A run of records
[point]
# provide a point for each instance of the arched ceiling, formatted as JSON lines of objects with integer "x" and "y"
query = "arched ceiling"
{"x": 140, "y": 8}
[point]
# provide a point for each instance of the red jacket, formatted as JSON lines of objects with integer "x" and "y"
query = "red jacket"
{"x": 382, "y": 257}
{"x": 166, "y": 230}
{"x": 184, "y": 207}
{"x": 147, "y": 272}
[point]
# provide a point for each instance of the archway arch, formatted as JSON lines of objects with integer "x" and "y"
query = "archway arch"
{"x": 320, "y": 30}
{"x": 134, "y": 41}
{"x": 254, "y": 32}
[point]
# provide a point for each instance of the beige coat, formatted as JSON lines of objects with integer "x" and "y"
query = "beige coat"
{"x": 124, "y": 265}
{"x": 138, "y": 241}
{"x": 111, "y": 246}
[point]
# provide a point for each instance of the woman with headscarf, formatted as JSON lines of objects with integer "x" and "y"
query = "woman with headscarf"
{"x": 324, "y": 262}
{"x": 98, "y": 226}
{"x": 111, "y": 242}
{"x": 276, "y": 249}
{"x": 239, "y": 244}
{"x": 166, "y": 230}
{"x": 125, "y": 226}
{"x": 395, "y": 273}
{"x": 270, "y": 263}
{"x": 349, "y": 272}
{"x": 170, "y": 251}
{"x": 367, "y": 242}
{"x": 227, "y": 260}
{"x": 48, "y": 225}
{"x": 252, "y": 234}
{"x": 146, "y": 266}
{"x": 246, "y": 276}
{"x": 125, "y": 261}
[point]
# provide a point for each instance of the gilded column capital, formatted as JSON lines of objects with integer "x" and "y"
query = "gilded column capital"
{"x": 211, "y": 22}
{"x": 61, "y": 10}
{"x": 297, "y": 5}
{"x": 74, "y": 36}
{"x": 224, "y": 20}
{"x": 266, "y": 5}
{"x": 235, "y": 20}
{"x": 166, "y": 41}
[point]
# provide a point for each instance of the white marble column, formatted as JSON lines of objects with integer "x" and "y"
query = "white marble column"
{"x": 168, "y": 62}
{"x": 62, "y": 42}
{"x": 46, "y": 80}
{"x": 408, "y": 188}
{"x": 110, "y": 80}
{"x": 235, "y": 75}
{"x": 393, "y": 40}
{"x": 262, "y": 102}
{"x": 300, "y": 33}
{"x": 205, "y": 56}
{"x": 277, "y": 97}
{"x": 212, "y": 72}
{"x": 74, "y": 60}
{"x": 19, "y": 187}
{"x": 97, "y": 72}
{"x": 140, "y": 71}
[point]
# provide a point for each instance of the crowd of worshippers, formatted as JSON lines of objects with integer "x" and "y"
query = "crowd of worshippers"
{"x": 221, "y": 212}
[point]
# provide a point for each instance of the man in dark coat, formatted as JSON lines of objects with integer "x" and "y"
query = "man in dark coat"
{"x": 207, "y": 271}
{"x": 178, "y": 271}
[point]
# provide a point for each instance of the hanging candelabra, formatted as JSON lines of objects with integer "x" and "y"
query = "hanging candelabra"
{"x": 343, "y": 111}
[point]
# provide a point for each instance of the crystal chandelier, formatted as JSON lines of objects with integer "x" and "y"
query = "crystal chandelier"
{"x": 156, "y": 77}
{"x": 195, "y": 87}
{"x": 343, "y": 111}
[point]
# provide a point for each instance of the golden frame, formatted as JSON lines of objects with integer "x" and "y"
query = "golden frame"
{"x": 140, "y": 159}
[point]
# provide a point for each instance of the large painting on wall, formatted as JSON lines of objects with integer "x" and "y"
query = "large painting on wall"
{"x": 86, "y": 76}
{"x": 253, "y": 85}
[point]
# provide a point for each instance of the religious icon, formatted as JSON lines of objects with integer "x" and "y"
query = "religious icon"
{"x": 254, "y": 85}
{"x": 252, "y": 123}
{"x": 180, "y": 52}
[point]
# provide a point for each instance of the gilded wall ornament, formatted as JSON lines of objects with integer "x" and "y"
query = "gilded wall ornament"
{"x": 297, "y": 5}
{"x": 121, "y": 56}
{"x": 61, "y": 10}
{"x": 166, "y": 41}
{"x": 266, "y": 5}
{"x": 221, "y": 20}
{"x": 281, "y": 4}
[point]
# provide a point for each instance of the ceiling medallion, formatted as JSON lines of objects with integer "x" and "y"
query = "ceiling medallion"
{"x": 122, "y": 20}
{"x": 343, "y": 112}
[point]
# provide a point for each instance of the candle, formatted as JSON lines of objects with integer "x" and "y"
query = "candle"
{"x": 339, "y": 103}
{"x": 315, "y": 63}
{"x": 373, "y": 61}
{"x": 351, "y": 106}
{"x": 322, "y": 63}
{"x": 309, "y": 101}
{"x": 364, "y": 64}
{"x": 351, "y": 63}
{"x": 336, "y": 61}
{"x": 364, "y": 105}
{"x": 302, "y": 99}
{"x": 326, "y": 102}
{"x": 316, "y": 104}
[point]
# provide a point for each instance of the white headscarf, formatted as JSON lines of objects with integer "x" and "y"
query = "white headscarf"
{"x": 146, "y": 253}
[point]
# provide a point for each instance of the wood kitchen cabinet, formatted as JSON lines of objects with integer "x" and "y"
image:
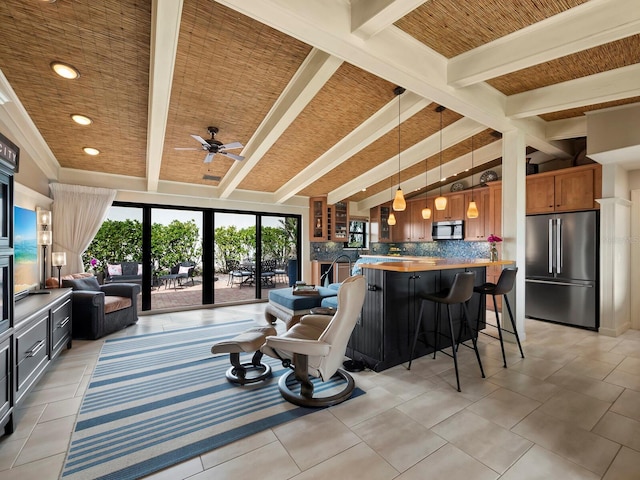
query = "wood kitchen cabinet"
{"x": 455, "y": 209}
{"x": 401, "y": 231}
{"x": 565, "y": 190}
{"x": 420, "y": 228}
{"x": 318, "y": 219}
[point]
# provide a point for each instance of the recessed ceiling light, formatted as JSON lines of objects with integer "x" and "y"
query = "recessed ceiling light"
{"x": 91, "y": 151}
{"x": 65, "y": 70}
{"x": 81, "y": 119}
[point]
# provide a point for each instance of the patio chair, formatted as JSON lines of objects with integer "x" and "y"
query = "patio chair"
{"x": 268, "y": 273}
{"x": 237, "y": 275}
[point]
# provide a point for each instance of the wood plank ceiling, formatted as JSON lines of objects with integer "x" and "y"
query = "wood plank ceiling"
{"x": 307, "y": 87}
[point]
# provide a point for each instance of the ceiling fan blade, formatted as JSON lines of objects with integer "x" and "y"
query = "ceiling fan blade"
{"x": 201, "y": 140}
{"x": 232, "y": 146}
{"x": 232, "y": 155}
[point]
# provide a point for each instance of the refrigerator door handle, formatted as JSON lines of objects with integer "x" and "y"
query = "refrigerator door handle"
{"x": 567, "y": 284}
{"x": 559, "y": 246}
{"x": 550, "y": 255}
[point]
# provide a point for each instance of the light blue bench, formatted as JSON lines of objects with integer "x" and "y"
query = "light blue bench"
{"x": 289, "y": 308}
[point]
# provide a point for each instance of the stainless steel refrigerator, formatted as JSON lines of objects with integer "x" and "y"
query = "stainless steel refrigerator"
{"x": 562, "y": 268}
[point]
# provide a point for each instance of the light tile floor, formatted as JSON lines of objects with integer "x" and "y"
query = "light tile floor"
{"x": 570, "y": 410}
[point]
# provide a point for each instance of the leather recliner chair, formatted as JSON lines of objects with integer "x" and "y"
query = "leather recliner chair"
{"x": 316, "y": 347}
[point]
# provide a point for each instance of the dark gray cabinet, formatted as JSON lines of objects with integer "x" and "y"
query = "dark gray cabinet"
{"x": 384, "y": 334}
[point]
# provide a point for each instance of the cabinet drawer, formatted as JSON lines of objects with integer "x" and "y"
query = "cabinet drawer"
{"x": 31, "y": 354}
{"x": 5, "y": 378}
{"x": 60, "y": 326}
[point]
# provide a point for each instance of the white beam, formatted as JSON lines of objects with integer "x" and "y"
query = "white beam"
{"x": 602, "y": 87}
{"x": 314, "y": 72}
{"x": 451, "y": 135}
{"x": 367, "y": 132}
{"x": 368, "y": 17}
{"x": 165, "y": 30}
{"x": 23, "y": 132}
{"x": 586, "y": 26}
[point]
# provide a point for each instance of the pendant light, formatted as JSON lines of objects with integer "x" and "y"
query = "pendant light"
{"x": 426, "y": 211}
{"x": 399, "y": 204}
{"x": 391, "y": 220}
{"x": 440, "y": 202}
{"x": 472, "y": 210}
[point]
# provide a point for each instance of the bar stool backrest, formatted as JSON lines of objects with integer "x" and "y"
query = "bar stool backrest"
{"x": 506, "y": 281}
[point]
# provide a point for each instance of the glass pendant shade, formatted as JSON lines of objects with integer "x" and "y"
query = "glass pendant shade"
{"x": 440, "y": 203}
{"x": 399, "y": 204}
{"x": 472, "y": 211}
{"x": 392, "y": 219}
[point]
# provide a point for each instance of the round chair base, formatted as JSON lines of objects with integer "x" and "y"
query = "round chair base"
{"x": 249, "y": 373}
{"x": 304, "y": 401}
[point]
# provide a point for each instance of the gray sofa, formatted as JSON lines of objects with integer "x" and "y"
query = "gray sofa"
{"x": 99, "y": 310}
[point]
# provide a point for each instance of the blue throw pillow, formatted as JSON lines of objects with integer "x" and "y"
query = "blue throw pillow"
{"x": 85, "y": 283}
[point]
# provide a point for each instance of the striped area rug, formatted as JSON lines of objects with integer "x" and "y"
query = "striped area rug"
{"x": 159, "y": 399}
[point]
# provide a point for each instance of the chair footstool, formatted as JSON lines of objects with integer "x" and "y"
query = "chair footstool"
{"x": 248, "y": 341}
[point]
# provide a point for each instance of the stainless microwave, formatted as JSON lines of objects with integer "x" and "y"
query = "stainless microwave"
{"x": 450, "y": 230}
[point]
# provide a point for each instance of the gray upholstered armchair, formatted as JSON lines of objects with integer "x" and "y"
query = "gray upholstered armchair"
{"x": 101, "y": 309}
{"x": 316, "y": 347}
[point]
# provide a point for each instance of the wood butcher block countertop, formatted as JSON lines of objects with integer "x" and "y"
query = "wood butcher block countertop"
{"x": 423, "y": 264}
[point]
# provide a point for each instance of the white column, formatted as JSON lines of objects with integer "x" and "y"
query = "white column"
{"x": 514, "y": 150}
{"x": 615, "y": 252}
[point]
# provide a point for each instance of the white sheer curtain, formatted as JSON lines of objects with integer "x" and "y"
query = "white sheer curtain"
{"x": 78, "y": 212}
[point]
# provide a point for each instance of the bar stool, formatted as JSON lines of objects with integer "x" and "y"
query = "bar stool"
{"x": 460, "y": 292}
{"x": 504, "y": 286}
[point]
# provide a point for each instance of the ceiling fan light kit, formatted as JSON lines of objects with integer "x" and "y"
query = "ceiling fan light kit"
{"x": 213, "y": 146}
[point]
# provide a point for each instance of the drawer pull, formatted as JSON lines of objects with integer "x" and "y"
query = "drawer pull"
{"x": 36, "y": 348}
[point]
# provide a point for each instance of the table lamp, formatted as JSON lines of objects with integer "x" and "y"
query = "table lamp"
{"x": 59, "y": 259}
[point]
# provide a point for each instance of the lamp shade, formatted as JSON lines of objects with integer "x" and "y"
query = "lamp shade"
{"x": 58, "y": 259}
{"x": 44, "y": 237}
{"x": 472, "y": 210}
{"x": 399, "y": 203}
{"x": 392, "y": 219}
{"x": 44, "y": 217}
{"x": 440, "y": 203}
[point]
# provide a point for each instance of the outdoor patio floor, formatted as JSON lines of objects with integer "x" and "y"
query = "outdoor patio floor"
{"x": 191, "y": 295}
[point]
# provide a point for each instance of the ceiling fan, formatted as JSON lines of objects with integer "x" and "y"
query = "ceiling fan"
{"x": 213, "y": 146}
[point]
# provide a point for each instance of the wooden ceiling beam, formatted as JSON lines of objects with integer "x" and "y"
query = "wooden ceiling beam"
{"x": 586, "y": 26}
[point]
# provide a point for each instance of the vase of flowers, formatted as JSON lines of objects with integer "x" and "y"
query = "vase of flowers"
{"x": 493, "y": 251}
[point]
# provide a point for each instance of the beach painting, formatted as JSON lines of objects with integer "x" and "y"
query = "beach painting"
{"x": 25, "y": 250}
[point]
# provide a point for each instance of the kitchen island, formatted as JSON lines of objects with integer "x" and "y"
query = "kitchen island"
{"x": 383, "y": 337}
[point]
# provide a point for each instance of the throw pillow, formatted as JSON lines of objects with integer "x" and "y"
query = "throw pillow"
{"x": 114, "y": 270}
{"x": 86, "y": 283}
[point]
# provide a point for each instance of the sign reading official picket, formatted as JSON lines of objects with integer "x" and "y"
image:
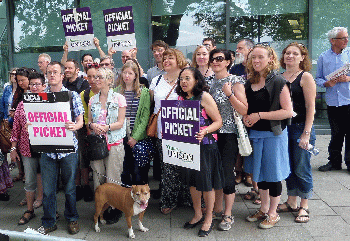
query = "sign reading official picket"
{"x": 120, "y": 30}
{"x": 180, "y": 123}
{"x": 77, "y": 25}
{"x": 47, "y": 114}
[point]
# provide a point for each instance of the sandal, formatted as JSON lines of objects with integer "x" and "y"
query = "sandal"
{"x": 23, "y": 220}
{"x": 166, "y": 211}
{"x": 288, "y": 208}
{"x": 257, "y": 201}
{"x": 37, "y": 203}
{"x": 23, "y": 202}
{"x": 18, "y": 178}
{"x": 299, "y": 219}
{"x": 252, "y": 195}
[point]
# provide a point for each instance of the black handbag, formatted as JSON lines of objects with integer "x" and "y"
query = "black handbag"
{"x": 96, "y": 147}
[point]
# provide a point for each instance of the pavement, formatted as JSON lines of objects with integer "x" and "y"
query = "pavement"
{"x": 329, "y": 214}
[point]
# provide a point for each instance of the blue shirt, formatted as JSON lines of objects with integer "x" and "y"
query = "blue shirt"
{"x": 78, "y": 109}
{"x": 328, "y": 62}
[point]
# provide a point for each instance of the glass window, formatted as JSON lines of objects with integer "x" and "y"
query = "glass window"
{"x": 274, "y": 21}
{"x": 183, "y": 23}
{"x": 38, "y": 24}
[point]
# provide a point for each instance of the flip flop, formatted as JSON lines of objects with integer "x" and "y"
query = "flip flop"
{"x": 288, "y": 208}
{"x": 307, "y": 216}
{"x": 37, "y": 203}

**Written task**
Count how many lines of the material above contain the string "archway", treating case as significant, and reply with only the number.

**Correct output**
2